* Task statement *
Extract each of the following lines verbatim, reproducing every one without any alteration.

::: Provided entries

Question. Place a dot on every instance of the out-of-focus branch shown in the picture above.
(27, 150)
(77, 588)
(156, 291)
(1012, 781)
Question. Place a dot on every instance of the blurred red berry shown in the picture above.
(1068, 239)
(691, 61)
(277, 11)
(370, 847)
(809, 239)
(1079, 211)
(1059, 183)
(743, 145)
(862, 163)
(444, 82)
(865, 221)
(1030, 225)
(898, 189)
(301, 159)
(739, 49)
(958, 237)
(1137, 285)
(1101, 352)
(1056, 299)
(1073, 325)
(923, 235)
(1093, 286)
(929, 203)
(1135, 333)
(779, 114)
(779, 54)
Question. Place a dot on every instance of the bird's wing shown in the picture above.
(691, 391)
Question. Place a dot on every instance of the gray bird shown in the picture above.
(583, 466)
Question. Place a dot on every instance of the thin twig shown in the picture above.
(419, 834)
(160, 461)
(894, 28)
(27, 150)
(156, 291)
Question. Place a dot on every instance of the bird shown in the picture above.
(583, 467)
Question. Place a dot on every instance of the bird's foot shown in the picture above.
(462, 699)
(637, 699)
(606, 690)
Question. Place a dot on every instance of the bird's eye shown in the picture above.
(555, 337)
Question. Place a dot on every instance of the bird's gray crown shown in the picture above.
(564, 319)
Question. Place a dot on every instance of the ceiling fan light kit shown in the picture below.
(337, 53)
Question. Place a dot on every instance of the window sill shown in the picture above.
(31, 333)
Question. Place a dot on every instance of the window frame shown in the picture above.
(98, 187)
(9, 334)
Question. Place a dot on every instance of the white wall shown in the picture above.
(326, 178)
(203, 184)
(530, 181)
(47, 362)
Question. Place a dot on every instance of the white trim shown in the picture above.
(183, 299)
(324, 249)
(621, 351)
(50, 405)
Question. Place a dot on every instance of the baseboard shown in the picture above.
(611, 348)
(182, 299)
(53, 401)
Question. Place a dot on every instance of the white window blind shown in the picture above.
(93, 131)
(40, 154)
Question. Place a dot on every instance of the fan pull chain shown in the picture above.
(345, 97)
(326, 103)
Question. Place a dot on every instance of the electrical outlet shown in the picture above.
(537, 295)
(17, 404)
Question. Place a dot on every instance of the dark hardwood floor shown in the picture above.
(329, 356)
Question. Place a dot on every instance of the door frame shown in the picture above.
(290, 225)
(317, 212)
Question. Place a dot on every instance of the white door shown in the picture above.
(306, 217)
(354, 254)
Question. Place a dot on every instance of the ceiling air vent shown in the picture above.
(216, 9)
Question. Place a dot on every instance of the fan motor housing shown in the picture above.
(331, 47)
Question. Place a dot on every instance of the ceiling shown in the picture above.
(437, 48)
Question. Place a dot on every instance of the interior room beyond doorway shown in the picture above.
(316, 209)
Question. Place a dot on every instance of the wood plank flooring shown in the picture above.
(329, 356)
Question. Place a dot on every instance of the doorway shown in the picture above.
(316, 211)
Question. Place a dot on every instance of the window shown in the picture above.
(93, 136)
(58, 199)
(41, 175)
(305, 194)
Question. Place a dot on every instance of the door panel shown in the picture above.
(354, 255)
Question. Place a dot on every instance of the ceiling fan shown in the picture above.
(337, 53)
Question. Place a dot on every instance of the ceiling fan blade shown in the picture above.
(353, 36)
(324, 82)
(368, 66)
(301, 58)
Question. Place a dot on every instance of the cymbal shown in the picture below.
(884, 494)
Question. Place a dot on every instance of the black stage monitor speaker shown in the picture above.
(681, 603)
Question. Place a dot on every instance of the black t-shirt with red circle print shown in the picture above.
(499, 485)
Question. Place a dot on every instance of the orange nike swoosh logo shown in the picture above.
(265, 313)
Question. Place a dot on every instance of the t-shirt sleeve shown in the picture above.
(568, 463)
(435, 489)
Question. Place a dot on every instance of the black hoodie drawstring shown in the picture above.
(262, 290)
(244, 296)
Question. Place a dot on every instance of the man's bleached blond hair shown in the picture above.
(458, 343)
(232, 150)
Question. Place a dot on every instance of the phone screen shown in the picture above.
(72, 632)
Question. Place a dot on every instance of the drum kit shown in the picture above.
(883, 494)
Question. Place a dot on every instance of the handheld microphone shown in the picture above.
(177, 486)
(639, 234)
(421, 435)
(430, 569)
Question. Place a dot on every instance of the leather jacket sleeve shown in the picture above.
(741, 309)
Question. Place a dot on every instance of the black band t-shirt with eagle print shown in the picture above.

::::::

* Finished answer *
Question. Place a dot on every instance of the out-of-focus branch shown in the picture above.
(27, 150)
(77, 588)
(156, 291)
(1012, 781)
Question. Place a dot on every instance of the blurred red berry shown in the picture above.
(1068, 239)
(691, 61)
(277, 11)
(370, 847)
(809, 239)
(1079, 211)
(1059, 183)
(743, 145)
(862, 163)
(444, 82)
(865, 221)
(1030, 225)
(898, 189)
(301, 159)
(739, 49)
(958, 237)
(1137, 285)
(1101, 352)
(1056, 299)
(1073, 325)
(923, 235)
(1093, 286)
(929, 203)
(1135, 333)
(779, 114)
(779, 54)
Question. Place a dot on every instance of the bird's wing shown in the picture above.
(691, 391)
Question. Place a dot on every instance of the gray bird shown in the picture above.
(583, 466)
Question. Place a dot on every instance of the thin twig shown in the picture above.
(419, 834)
(160, 461)
(894, 28)
(27, 150)
(156, 291)
Question. Place a dot on every instance of the bird shown in the picture above.
(583, 467)
Question. Place a dot on every instance of the bird's foot shown in the picture above.
(462, 699)
(637, 699)
(606, 690)
Question. Place a dot on every instance of the bird's eye shown in the picture above.
(555, 337)
Question. Place a dot on every instance of the bird's gray crown shown in the picture above.
(564, 319)
Question. Place a dot on every instance of the ceiling fan light kit shown in the picture below.
(337, 53)
Question. Place a dot on every instance of the window sill shown in the picture above.
(31, 333)
Question. Place a dot on every instance of the window frame shown in the picture above.
(98, 187)
(9, 334)
Question. Place a dot on every instance of the white wall shown in the picture above.
(326, 178)
(203, 184)
(530, 181)
(47, 362)
Question. Place a dot on every instance of the white trim shown in the picture above.
(183, 299)
(324, 249)
(621, 351)
(50, 405)
Question. Place a dot on every instance of the baseboard shown in the picture above.
(611, 348)
(182, 299)
(53, 401)
Question. Place a dot on every instance of the white window blind shown in the picture above.
(93, 131)
(40, 154)
Question. Place a dot on every instance of the fan pull chain shown in the picture above.
(345, 97)
(326, 103)
Question. Place a dot on every instance of the electrical outlet shown in the picture above.
(537, 295)
(17, 404)
Question. Place a dot on every instance of the dark hardwood floor shown in the picture above.
(329, 356)
Question. Place a dot on every instance of the door frame shown in the picture above.
(290, 225)
(317, 212)
Question. Place a dot on every instance of the white door shown in the picture above.
(306, 217)
(354, 254)
Question. Place a dot on every instance of the ceiling air vent shown in the picture above.
(216, 9)
Question. Place a dot on every instance of the fan motor housing shown in the picture above.
(331, 47)
Question. Place a dot on every instance of the ceiling shown in the picture above.
(437, 48)
Question. Place a dot on every instance of the interior room beyond doorway shown in the picture above.
(316, 209)
Question. Place a dot on every instance of the wood plank flooring shown in the picture above.
(329, 356)
Question. Place a dot on every instance of the doorway shown in the picture above.
(316, 211)
Question. Place a dot on every instance of the window shown in the picture above.
(93, 136)
(58, 199)
(41, 175)
(305, 194)
Question. Place a dot on every instance of the door panel shown in the picture above.
(354, 255)
Question. Place a dot on every instance of the ceiling fan shown in the picture above.
(337, 53)
Question. Place a dot on every instance of the ceiling fan blade shown in the picture above.
(353, 36)
(324, 82)
(368, 66)
(301, 58)
Question. Place a dot on every instance of the cymbal shown in the picture below.
(884, 494)
Question. Place a dot on every instance of the black stage monitor speaker shown in the picture above.
(681, 603)
Question. Place a dot on every instance of the black t-shirt with red circle print shown in the picture above.
(499, 485)
Question. Place a dot on every instance of the orange nike swoosh logo shown in the picture above.
(265, 313)
Question. Place a dot on every instance of the t-shirt sleeve shown in the picture above.
(568, 463)
(435, 489)
Question. Place a dot on every instance of the black hoodie drawstring shown in the picture above.
(262, 290)
(244, 296)
Question. Place a dot on every instance of the man's bleached blond hair shown in the picture above.
(458, 343)
(232, 150)
Question. Place a dot on every instance of the phone screen shown in the picture above.
(72, 632)
Question. Place a dot on every instance of the drum kit shown in the picture above.
(883, 494)
Question. Place a dot on every instance of the handheld microphone shown in the picture above.
(177, 486)
(639, 234)
(421, 435)
(430, 569)
Question. Place a dot on every instance of the leather jacket sleeve shown in the picture above.
(741, 309)
Question. Place a dot on every instance of the black band t-shirt with eagle print shown in the picture above.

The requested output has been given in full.